▸ BRIEF: Retype word for word the portion of the Valaris text between "Gothic soldier killed" and "the Gothic War.", inclusive.

▸ TEXT SHOWN:
= Valaris =

Gothic soldier killed in a duel

Valaris Issues A Challenge To Personal Combat (1996) by Angus McBride

Valaris (Οὐάλαρις, died 542) was a Gothic soldier who fought for the Ostrogoths against the Eastern Roman Empire in the Gothic War.

Valaris was part of Totila's army engaged at the Battle of Faventia. Before the battle, Valaris approached the Romans on his horse and challenged any of them to do single combat with him. Procopius (Gothic War, III.4.21–29) describes Valaris as a man of great physical size and martial skill. His martial appearance terrified the Roman soldiers, and only a Persarmenian officer named Artabazes stood forth to accept the challenge.

▸ DATA ROWS:
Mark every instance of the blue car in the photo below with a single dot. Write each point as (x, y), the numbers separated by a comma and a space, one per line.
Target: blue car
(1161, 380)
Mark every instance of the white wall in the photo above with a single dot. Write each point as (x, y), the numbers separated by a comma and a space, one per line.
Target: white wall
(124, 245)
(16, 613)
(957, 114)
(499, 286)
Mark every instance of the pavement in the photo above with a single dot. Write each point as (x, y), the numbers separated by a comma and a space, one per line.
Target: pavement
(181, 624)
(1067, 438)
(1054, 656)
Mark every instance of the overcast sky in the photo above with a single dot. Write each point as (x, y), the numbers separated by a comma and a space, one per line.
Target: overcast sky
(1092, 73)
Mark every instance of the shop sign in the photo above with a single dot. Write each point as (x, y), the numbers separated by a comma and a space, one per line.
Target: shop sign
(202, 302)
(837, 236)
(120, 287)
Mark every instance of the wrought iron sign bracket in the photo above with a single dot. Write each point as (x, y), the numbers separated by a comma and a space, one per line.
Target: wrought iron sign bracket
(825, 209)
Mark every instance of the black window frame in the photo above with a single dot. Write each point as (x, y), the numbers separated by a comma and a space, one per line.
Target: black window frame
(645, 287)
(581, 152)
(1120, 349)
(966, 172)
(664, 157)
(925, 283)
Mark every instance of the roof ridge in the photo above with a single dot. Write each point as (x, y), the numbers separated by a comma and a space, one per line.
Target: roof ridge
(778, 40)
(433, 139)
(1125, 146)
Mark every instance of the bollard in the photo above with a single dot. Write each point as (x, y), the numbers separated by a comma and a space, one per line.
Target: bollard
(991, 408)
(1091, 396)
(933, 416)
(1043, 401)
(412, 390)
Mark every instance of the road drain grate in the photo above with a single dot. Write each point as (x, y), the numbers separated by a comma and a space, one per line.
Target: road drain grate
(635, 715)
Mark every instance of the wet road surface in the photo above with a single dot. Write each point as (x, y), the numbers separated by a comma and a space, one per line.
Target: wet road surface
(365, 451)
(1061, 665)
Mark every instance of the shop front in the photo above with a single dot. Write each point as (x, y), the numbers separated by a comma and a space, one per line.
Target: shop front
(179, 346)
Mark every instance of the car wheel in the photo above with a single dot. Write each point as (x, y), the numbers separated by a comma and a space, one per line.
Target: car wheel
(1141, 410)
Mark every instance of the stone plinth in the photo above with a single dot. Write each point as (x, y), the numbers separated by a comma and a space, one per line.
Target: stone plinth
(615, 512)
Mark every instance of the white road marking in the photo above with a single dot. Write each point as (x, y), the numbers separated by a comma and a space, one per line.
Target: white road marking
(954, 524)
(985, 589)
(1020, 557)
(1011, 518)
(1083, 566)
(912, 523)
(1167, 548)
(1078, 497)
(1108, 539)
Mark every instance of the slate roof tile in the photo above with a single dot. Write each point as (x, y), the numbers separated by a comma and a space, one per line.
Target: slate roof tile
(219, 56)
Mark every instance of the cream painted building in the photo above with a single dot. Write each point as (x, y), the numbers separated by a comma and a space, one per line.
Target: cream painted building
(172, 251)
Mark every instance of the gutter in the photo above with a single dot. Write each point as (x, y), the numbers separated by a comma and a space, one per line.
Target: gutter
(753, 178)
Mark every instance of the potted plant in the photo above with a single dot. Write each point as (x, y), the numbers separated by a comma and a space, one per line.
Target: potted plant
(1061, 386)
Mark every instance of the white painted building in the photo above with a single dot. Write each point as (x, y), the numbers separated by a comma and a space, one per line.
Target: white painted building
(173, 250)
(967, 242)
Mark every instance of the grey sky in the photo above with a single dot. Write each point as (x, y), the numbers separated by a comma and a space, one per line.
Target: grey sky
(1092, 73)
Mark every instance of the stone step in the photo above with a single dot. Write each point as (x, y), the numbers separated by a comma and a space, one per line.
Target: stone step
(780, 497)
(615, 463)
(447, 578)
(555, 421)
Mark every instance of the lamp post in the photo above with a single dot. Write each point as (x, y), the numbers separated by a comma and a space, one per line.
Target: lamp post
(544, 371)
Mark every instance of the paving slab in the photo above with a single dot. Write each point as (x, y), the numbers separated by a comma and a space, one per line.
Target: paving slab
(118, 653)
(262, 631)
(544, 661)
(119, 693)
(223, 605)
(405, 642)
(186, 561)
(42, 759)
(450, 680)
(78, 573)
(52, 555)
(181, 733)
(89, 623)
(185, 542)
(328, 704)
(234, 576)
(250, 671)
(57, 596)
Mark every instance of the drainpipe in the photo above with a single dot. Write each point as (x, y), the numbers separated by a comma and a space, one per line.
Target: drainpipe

▸ WORKED SOLUTION:
Gothic soldier killed in a duel

Valaris Issues A Challenge To Personal Combat (1996) by Angus McBride

Valaris (Οὐάλαρις, died 542) was a Gothic soldier who fought for the Ostrogoths against the Eastern Roman Empire in the Gothic War.